→ Task objective
Extract every line of the rows below and reproduce each one verbatim, in the same order.

→ Data to use
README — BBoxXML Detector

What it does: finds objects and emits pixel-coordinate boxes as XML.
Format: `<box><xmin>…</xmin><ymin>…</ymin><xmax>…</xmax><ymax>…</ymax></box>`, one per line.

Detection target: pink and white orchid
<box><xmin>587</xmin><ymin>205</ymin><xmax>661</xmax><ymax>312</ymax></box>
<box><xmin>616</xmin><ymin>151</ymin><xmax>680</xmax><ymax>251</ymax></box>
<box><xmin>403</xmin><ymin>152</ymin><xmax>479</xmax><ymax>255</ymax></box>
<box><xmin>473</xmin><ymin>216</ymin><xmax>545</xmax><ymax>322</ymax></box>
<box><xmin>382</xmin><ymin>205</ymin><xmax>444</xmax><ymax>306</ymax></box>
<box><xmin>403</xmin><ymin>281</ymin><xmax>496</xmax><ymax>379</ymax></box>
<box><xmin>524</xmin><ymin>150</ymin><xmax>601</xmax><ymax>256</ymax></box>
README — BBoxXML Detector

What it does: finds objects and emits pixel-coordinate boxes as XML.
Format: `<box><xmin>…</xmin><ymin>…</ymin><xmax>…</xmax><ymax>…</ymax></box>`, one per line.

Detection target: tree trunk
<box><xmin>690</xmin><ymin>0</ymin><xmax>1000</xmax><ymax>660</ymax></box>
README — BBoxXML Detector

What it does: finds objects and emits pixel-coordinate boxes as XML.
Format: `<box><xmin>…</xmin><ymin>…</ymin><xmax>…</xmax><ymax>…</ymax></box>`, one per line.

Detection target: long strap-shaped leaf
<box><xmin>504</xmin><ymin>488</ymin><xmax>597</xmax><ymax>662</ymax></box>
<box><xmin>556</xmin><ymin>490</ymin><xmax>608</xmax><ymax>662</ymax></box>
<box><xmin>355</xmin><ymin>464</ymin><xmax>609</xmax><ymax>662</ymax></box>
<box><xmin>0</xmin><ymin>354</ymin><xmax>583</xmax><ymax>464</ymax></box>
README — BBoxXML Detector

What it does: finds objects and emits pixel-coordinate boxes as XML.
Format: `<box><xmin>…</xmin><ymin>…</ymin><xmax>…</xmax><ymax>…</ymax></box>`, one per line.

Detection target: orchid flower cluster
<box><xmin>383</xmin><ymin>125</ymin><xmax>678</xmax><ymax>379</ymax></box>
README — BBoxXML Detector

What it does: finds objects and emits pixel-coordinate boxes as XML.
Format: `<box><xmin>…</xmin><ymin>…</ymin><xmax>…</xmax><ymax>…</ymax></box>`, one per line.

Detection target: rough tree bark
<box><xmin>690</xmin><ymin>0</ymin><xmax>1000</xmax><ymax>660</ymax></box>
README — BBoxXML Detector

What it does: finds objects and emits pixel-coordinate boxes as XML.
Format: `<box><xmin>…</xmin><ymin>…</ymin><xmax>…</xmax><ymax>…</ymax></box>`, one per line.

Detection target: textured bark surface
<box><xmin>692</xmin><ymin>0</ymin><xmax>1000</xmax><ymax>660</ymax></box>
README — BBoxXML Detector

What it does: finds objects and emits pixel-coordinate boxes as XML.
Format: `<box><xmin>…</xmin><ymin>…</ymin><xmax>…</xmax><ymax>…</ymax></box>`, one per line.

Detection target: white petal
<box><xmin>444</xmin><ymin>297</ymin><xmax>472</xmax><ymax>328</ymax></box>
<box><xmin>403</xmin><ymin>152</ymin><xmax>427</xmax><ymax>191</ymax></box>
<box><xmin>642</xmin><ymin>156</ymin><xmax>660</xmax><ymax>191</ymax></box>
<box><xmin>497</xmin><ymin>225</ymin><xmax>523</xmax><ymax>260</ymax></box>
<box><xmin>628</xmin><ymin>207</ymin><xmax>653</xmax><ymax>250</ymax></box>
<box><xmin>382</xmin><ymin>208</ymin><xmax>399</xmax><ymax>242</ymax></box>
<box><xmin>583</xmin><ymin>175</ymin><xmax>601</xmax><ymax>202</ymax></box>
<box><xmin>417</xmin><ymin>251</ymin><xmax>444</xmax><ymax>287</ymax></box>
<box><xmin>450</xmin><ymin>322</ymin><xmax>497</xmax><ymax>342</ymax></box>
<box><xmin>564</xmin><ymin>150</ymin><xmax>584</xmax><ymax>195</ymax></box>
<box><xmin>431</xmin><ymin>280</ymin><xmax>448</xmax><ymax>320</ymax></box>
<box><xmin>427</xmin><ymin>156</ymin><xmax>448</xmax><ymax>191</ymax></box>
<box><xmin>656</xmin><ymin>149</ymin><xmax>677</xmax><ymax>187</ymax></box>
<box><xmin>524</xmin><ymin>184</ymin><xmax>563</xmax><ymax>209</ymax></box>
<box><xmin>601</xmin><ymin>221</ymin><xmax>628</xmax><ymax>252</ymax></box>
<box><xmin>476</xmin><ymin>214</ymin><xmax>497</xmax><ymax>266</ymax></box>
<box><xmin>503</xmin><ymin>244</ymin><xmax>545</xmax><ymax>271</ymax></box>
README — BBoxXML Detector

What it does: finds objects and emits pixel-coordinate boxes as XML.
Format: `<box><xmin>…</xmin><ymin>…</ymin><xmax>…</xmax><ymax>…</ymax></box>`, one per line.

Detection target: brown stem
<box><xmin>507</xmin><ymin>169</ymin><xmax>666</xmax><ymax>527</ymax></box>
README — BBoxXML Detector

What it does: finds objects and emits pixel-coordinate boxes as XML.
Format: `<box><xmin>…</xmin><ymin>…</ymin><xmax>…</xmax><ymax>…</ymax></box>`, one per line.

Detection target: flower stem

→ Task output
README — BBoxXML Detector

What it does: finds objects and emits pixel-coordinate boxes as XML.
Format: `<box><xmin>…</xmin><ymin>…</ymin><xmax>…</xmax><ymax>…</ymax></box>`, one per line.

Detection target: pink and white orchid
<box><xmin>587</xmin><ymin>205</ymin><xmax>661</xmax><ymax>312</ymax></box>
<box><xmin>616</xmin><ymin>151</ymin><xmax>680</xmax><ymax>251</ymax></box>
<box><xmin>403</xmin><ymin>152</ymin><xmax>479</xmax><ymax>255</ymax></box>
<box><xmin>473</xmin><ymin>216</ymin><xmax>545</xmax><ymax>322</ymax></box>
<box><xmin>382</xmin><ymin>205</ymin><xmax>444</xmax><ymax>306</ymax></box>
<box><xmin>403</xmin><ymin>281</ymin><xmax>496</xmax><ymax>379</ymax></box>
<box><xmin>524</xmin><ymin>150</ymin><xmax>601</xmax><ymax>256</ymax></box>
README — BBoxXML Detector

What it does: finds objects and emits pixel-coordinate boxes as XML.
Format: `<box><xmin>…</xmin><ymin>…</ymin><xmax>…</xmax><ymax>…</ymax></box>`, one per line.

Detection target: tree trunk
<box><xmin>690</xmin><ymin>0</ymin><xmax>1000</xmax><ymax>660</ymax></box>
README — BBoxXML Detector

What it does: finds objects and emits pixel-coordinate boxes as XML.
Format: `<box><xmin>…</xmin><ymin>…</ymin><xmax>…</xmax><ymax>…</ymax></box>`, one per line.

Detection target: long strap-shaped leaf
<box><xmin>504</xmin><ymin>488</ymin><xmax>597</xmax><ymax>662</ymax></box>
<box><xmin>556</xmin><ymin>490</ymin><xmax>608</xmax><ymax>662</ymax></box>
<box><xmin>355</xmin><ymin>464</ymin><xmax>609</xmax><ymax>662</ymax></box>
<box><xmin>0</xmin><ymin>354</ymin><xmax>583</xmax><ymax>464</ymax></box>
README — BBoxXML Detector

What it does: finds objects and emits pixel-coordinate boxes as XML.
Format: `<box><xmin>…</xmin><ymin>…</ymin><xmax>…</xmax><ymax>…</ymax></box>`, one per line.

Detection target: orchid flower cluster
<box><xmin>383</xmin><ymin>125</ymin><xmax>678</xmax><ymax>379</ymax></box>
README — BBoxXML Detector

What it does: finds objects and emits pixel-coordinate boxes as XML.
Format: `<box><xmin>…</xmin><ymin>…</ymin><xmax>…</xmax><ymax>…</ymax></box>`, one per line.

Detection target: rough tree bark
<box><xmin>690</xmin><ymin>0</ymin><xmax>1000</xmax><ymax>660</ymax></box>
README — BBoxXML Detector

What it does: finds objects and emits pixel-coordinate boxes as XML.
Format: `<box><xmin>…</xmin><ymin>…</ymin><xmax>…</xmax><ymax>…</ymax></box>`, one per line.

Detection target: textured bark surface
<box><xmin>692</xmin><ymin>0</ymin><xmax>1000</xmax><ymax>660</ymax></box>
README — BBoxXML Detector

What it does: finds objects and emits pixel-coordinate boxes as XML.
Format: `<box><xmin>…</xmin><ymin>…</ymin><xmax>…</xmax><ymax>…</ymax></box>`, one per line.

Detection target: white petal
<box><xmin>444</xmin><ymin>297</ymin><xmax>472</xmax><ymax>328</ymax></box>
<box><xmin>403</xmin><ymin>152</ymin><xmax>427</xmax><ymax>191</ymax></box>
<box><xmin>642</xmin><ymin>156</ymin><xmax>660</xmax><ymax>191</ymax></box>
<box><xmin>497</xmin><ymin>225</ymin><xmax>523</xmax><ymax>260</ymax></box>
<box><xmin>628</xmin><ymin>207</ymin><xmax>653</xmax><ymax>250</ymax></box>
<box><xmin>382</xmin><ymin>208</ymin><xmax>399</xmax><ymax>242</ymax></box>
<box><xmin>583</xmin><ymin>175</ymin><xmax>601</xmax><ymax>202</ymax></box>
<box><xmin>417</xmin><ymin>251</ymin><xmax>444</xmax><ymax>287</ymax></box>
<box><xmin>450</xmin><ymin>322</ymin><xmax>497</xmax><ymax>342</ymax></box>
<box><xmin>564</xmin><ymin>150</ymin><xmax>584</xmax><ymax>195</ymax></box>
<box><xmin>431</xmin><ymin>280</ymin><xmax>448</xmax><ymax>320</ymax></box>
<box><xmin>427</xmin><ymin>156</ymin><xmax>448</xmax><ymax>191</ymax></box>
<box><xmin>656</xmin><ymin>149</ymin><xmax>677</xmax><ymax>187</ymax></box>
<box><xmin>524</xmin><ymin>184</ymin><xmax>563</xmax><ymax>209</ymax></box>
<box><xmin>601</xmin><ymin>221</ymin><xmax>628</xmax><ymax>252</ymax></box>
<box><xmin>476</xmin><ymin>214</ymin><xmax>497</xmax><ymax>266</ymax></box>
<box><xmin>503</xmin><ymin>244</ymin><xmax>545</xmax><ymax>271</ymax></box>
README — BBoxXML Detector

What it does: finds objects and emits pixel-coordinate boxes as XML.
Format: `<box><xmin>…</xmin><ymin>…</ymin><xmax>…</xmax><ymax>…</ymax></box>`, one per line.

Detection target: brown stem
<box><xmin>507</xmin><ymin>169</ymin><xmax>666</xmax><ymax>527</ymax></box>
README — BBoxXML Detector

What it does: finds objects and emits pixel-coordinate boxes as XML.
Format: `<box><xmin>…</xmin><ymin>…</ymin><xmax>…</xmax><ymax>…</ymax></box>`, one per line.

Detection target: flower stem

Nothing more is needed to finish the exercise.